Data listing:
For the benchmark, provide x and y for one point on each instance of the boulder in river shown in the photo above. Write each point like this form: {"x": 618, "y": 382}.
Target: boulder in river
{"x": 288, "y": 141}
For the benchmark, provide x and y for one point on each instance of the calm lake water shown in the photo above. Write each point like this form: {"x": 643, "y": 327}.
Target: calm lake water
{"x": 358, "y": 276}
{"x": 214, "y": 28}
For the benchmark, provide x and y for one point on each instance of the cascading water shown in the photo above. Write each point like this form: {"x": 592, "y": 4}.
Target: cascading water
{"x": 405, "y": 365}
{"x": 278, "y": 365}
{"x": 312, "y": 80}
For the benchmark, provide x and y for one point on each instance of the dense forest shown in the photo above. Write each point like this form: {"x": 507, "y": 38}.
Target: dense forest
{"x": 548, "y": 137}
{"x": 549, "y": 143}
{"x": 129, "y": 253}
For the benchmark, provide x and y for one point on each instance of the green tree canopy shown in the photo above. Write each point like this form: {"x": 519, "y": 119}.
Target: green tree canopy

Required work: Could you reproduce all of the items above, word for word and line for line?

Solution to this exercise:
For the benchmark, provide x and y for one point on each instance of the boulder in river shown in the photo above. Write each point like this form: {"x": 618, "y": 382}.
Target: boulder in river
{"x": 288, "y": 141}
For the benchmark, provide x and y for one point on each instance of the calm lake water shown in the photo above. Write each point like this form: {"x": 643, "y": 327}.
Target: calm lake water
{"x": 358, "y": 276}
{"x": 214, "y": 28}
For the benchmark, provide x and y for one point on each instance of the cascading water shown in the photo above. Write each point like this form: {"x": 592, "y": 4}.
Target: cascading water
{"x": 405, "y": 365}
{"x": 278, "y": 365}
{"x": 312, "y": 80}
For the benchmark, provide x and y for one point on each instance of the dense forest shown in the photo above. Write each point like this form: {"x": 507, "y": 38}.
Target: dense forest
{"x": 548, "y": 137}
{"x": 549, "y": 143}
{"x": 129, "y": 253}
For the benchmark, provide x and y for one point on each instance of the green tree canopy shown in the photo above. Write each point like this form: {"x": 519, "y": 119}.
Target: green tree canopy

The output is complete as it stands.